Single by Thomas Dolby

from the album Astronauts & Heretics
- Released: 29 June 1992
- Genre: Cajun Techno, New wave
- Length: 5:59 (album version); 4:35 (edited version);
- Label: Virgin
- Songwriter: Thomas Dolby
- Producer: Thomas Dolby

Thomas Dolby singles chronology
| "Close but No Cigar" (1992) | "I Love You Goodbye" (1992) | "Silk Pyjamas" (1992) |

= I Love You Goodbye =

"I Love You Goodbye" is a song by English singer and musician Thomas Dolby, released by Virgin Records on 29 June 1992 as the second single from his fourth studio album, Astronauts & Heretics (1992). The song, which was written and produced by Dolby, reached number 36 on the UK Singles Chart.

== Writing ==
Done in the style of a "Cajun Techno", the song was explained by Dolby on his live album Forty: Live Limited Edition to be a semi-autobiographical narrative based on his experience of a road trip near New Orleans. During recording sessions for the album in Louisiana, Dolby and some other musicians were driving in a rental car when they were stopped by a patrolman. In the song, the narrator decides to go bowling on a Friday morning, he and a friend drive toward the Everglades in a stolen Datsun; they are arrested after crashing the car in a rainstorm, but the county sheriff offers to let them go in exchange for a bribe as long as they get rid of the car in the Gulf of Mexico.

== Music video ==
The song's accompanying music video was directed by Jonathan Teplitzky and produced by Jim Gabour. It was shot on location in the bayous outside New Orleans.

■ ■ ■ ■

__WRITTEN TASKS__
A: From the article on the Thomas Dolby single "I Love You Goodbye," output the passage that starts with the words containing "Thomas Dolby singles" and ends with "UK Singles Chart.".
B: According to the article on the Thomas Dolby single "I Love You Goodbye," what experience is the song's narrative based on, and how did Dolby describe the song because of it? Answer in one to three sentences.
C: Write the next part of the article on the Thomas Dolby single "I Love You Goodbye," starting after its final sentence.

■ ■ ■ ■

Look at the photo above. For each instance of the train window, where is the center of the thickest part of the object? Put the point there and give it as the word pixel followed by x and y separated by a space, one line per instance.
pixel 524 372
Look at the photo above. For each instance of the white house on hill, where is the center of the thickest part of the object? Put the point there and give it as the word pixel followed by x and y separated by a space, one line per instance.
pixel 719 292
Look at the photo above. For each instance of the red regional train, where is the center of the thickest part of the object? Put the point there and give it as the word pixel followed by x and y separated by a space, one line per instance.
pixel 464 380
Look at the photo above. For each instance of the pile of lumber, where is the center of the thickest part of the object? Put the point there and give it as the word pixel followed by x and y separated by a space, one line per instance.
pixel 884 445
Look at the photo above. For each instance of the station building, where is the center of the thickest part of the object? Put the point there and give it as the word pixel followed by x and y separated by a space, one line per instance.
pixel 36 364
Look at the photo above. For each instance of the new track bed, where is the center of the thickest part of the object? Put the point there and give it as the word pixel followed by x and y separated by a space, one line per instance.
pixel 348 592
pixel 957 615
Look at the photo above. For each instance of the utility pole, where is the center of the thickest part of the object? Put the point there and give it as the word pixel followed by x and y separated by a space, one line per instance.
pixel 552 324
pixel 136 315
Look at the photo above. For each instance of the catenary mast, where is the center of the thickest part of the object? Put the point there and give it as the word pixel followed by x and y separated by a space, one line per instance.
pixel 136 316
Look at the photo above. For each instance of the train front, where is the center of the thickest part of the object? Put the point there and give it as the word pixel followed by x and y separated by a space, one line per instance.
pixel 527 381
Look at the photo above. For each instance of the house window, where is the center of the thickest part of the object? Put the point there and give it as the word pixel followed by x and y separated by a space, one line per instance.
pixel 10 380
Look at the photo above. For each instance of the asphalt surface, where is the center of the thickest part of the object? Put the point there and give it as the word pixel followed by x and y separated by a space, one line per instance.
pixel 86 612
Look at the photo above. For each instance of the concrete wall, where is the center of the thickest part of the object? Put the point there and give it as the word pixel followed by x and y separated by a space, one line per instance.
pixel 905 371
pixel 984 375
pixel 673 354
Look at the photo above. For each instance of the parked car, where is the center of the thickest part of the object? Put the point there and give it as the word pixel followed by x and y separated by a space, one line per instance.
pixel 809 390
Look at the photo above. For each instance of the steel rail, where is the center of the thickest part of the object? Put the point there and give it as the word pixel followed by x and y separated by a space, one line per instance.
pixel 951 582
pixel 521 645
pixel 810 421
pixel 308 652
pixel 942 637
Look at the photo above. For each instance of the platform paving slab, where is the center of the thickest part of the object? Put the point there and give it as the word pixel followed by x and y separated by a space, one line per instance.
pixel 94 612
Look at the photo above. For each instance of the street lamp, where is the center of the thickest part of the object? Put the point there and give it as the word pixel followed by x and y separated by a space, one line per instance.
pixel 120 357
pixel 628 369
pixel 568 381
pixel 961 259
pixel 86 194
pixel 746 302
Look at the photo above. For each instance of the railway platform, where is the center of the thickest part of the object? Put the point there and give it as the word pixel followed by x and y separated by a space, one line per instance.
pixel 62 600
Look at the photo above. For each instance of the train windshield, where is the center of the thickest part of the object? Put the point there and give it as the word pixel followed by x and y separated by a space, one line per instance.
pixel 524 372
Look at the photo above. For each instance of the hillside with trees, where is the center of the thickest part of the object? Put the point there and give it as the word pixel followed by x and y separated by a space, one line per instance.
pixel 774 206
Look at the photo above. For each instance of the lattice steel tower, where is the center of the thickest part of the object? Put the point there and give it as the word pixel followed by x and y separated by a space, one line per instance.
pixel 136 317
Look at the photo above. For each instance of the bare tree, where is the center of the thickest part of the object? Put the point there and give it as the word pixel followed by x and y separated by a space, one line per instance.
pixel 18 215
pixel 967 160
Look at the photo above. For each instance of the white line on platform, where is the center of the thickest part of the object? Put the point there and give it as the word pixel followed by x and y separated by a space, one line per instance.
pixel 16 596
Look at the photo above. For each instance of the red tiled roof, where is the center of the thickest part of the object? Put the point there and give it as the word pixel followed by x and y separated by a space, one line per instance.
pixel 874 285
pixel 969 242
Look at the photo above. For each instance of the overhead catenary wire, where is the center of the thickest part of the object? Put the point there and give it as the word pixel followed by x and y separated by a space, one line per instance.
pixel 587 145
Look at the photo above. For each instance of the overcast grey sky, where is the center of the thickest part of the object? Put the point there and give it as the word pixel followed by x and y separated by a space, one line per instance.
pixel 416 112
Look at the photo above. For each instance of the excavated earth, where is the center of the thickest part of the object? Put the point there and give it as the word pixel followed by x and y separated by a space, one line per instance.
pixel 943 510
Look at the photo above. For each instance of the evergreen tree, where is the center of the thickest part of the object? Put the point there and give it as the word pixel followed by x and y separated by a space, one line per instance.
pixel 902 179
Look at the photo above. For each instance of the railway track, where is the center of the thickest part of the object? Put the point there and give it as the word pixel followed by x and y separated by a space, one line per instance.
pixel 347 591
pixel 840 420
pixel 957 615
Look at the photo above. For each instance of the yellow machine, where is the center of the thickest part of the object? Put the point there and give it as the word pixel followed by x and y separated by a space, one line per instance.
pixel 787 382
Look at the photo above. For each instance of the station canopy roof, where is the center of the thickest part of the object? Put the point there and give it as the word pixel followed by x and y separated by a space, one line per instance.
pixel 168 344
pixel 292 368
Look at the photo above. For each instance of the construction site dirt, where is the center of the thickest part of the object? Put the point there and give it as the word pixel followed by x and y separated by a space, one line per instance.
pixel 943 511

■ ■ ■ ■

__RESULTS FOR THE EXERCISE__
A:
Thomas Dolby singles chronology
| "Close but No Cigar" (1992) | "I Love You Goodbye" (1992) | "Silk Pyjamas" (1992) |

= I Love You Goodbye =

"I Love You Goodbye" is a song by English singer and musician Thomas Dolby, released by Virgin Records on 29 June 1992 as the second single from his fourth studio album, Astronauts & Heretics (1992). The song, which was written and produced by Dolby, reached number 36 on the UK Singles Chart.

B: Dolby described the song as a semi-autobiographical narrative. He based it on a road trip near New Orleans during the album's recording sessions in Louisiana, when he and other musicians were stopped by a patrolman while driving a rental car.

C:
== Critical reception ==
Upon its release, Alan Jones wrote in Music Week that the single was a "strange, eclectic piece with folksy violins, doodling synths and much more". He called the song a "quality single" and predicted that it would not surpass the level of success attained by Dolby's previous single, "Close but No Cigar". Larry Flick of the US magazine Billboard noted that Dolby's "poised and polished vocals slide over a pleasant hodgepodge of synthesized sounds and percussion". He continued that it was "notable especially for managing to experiment without sacrificing its easy grace" and "should sound fine on pop-leaning AC formats".

== Track listings ==
- 7–inch and cassette single (UK)
1. "I Love You Goodbye" (edited version) – 4:35
2. "Eastern Bloc" (Sequel to Europa & the Pirate Twins, 1981) (edited version) – 4:13

- CD limited-edition single #1 (UK)
3. "I Love You Goodbye" (edited version) – 4:35
4. "Eastern Bloc" (The Sequel) (edited version) – 4:13
5. "I Love You Goodbye" (version) – 4:19
6. "Eastern Bloc" (version) – 4:18

- CD limited-edition single #2 (UK)
7. "I Love You Goodbye" – 5:58
8. "Windpower" – 3:54
9. "Europa and the Pirate Twins" – 3:21
10. "Eastern Bloc" – 4:13

- CD promotional single (US)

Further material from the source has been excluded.